# How would you handle this



## Lefacade (Jan 10, 2014)

So to make a long story as short as possible. My wife had a PA/EA with a guy from another country. I found out about 2 years ago. She tried to be a cake eater but eventually came around as I did the 180 and got her family involved. Any way since it was mostly an EA because of the distance, pics were sent between the 2. 

Anyway to get to the point. We are trying to reconcile but the OM seems to relish in posting the pics of the two of them on his social media accounts. Now I've tried to ignore them and not go to the site to see, but it's one of the few ways I was able to glean if contact was still going on. There were a couple of times early on I was able to tell she was posting under a fake account. Anyway the question is how would you deal with this? Seems like a no win. It pisses me off yet I'm compelled to keep returning. I can't really blame her anymore since she really has no control over whether or not he deletes them or puts them back up. She certainly has been chided many times over the fact she sent him pictures. Any advice on how to deal?


----------



## Hope1964 (Sep 26, 2011)

+===+

▶ SET EXERCISE 1: In the forum post, why does the poster say he can't really blame his wife anymore for the pictures being online? Answer in one to three sentences.
These entries are unrelated to the forum post above.

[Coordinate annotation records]
+===+

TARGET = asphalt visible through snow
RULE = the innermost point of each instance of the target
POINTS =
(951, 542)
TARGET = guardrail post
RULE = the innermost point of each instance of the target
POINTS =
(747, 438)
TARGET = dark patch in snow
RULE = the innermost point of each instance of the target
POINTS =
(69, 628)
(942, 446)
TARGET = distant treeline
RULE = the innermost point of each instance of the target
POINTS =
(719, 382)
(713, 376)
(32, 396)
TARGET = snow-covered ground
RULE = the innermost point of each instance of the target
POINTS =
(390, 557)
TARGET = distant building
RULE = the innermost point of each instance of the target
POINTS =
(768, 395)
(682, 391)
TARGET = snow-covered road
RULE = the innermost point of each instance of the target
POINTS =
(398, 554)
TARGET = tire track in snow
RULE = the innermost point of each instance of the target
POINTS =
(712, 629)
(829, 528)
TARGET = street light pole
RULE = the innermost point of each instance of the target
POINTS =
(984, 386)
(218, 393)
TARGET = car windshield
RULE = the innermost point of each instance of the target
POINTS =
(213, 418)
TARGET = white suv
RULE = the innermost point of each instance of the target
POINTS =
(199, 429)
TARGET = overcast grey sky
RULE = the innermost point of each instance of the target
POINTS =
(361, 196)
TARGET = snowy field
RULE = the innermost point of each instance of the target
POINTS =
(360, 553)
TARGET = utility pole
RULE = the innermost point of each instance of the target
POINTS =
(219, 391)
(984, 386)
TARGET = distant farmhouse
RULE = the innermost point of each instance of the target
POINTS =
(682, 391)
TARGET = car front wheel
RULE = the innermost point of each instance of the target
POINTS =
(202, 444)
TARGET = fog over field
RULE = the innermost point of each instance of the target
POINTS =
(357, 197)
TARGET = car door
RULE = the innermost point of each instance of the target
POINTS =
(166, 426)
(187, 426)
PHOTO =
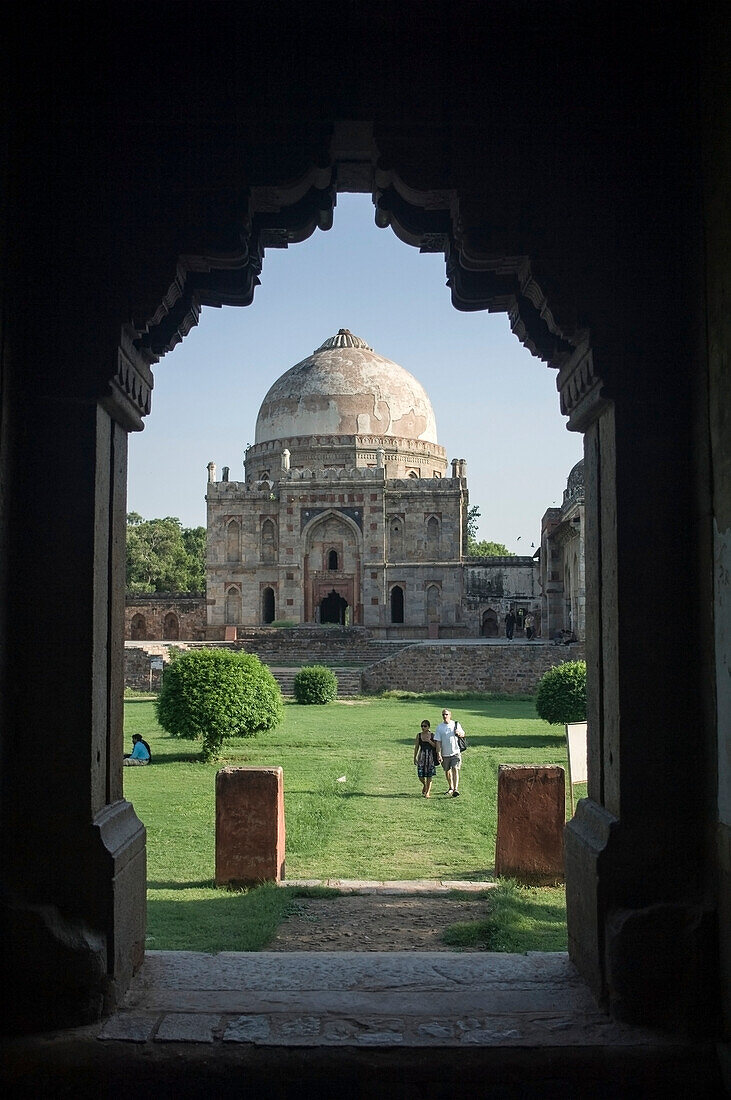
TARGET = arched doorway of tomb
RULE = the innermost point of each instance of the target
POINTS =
(137, 628)
(432, 537)
(267, 605)
(233, 540)
(170, 627)
(233, 606)
(268, 541)
(333, 608)
(332, 542)
(397, 604)
(489, 624)
(333, 605)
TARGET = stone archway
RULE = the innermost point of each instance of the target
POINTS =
(333, 608)
(489, 626)
(629, 369)
(137, 627)
(170, 627)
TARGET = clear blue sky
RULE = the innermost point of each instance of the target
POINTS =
(495, 404)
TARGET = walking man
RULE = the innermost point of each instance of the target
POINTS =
(446, 735)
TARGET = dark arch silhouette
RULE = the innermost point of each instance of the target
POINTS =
(170, 627)
(137, 628)
(267, 605)
(332, 608)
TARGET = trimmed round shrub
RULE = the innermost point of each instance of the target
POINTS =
(561, 693)
(314, 683)
(212, 694)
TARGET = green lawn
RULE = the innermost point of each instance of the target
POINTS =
(375, 824)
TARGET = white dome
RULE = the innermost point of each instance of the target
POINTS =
(345, 388)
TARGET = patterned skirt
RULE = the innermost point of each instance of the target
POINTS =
(425, 762)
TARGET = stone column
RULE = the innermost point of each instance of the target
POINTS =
(640, 928)
(75, 872)
(250, 826)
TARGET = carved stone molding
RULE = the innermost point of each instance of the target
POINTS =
(276, 217)
(130, 391)
(479, 277)
(582, 391)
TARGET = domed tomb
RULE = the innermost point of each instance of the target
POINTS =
(339, 407)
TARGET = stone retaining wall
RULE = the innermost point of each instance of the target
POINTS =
(165, 616)
(514, 670)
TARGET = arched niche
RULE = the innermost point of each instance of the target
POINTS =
(233, 540)
(137, 627)
(268, 605)
(170, 627)
(396, 600)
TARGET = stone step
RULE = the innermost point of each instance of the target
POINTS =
(349, 680)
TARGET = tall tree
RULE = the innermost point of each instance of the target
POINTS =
(484, 548)
(163, 556)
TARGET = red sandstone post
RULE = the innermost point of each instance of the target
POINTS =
(531, 818)
(250, 826)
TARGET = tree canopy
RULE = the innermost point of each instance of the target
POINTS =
(163, 556)
(484, 548)
(212, 694)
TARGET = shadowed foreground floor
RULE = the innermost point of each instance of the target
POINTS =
(405, 1024)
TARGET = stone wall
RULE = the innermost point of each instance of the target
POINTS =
(514, 670)
(165, 616)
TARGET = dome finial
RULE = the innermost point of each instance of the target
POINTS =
(344, 339)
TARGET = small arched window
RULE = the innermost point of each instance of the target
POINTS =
(396, 538)
(267, 605)
(268, 541)
(233, 540)
(433, 601)
(432, 536)
(233, 607)
(170, 627)
(137, 627)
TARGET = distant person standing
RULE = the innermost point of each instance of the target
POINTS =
(425, 757)
(446, 735)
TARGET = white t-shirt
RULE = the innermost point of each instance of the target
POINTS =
(446, 733)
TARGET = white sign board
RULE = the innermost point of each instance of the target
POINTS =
(576, 749)
(577, 752)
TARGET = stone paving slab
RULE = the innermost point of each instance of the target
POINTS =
(394, 887)
(188, 1027)
(130, 1026)
(377, 971)
(367, 1000)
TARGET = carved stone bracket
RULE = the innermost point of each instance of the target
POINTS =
(289, 212)
(583, 395)
(276, 218)
(478, 279)
(130, 391)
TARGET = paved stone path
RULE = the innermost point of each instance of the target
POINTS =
(405, 887)
(374, 999)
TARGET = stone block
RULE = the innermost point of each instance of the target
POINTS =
(250, 826)
(531, 817)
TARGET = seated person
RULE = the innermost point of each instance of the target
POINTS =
(140, 752)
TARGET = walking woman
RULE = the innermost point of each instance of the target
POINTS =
(425, 756)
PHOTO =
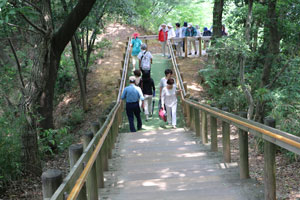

+===+

▶ SET EXERCISE 2: Which lines of the entries contain the string "dark"? Copy each such line, matching case exactly.

▶ FULL RESPONSE 1: He says she has no control over whether the other man deletes the pictures or puts them back up.

▶ FULL RESPONSE 2:
TARGET = dark patch in snow
TARGET = dark arch silhouette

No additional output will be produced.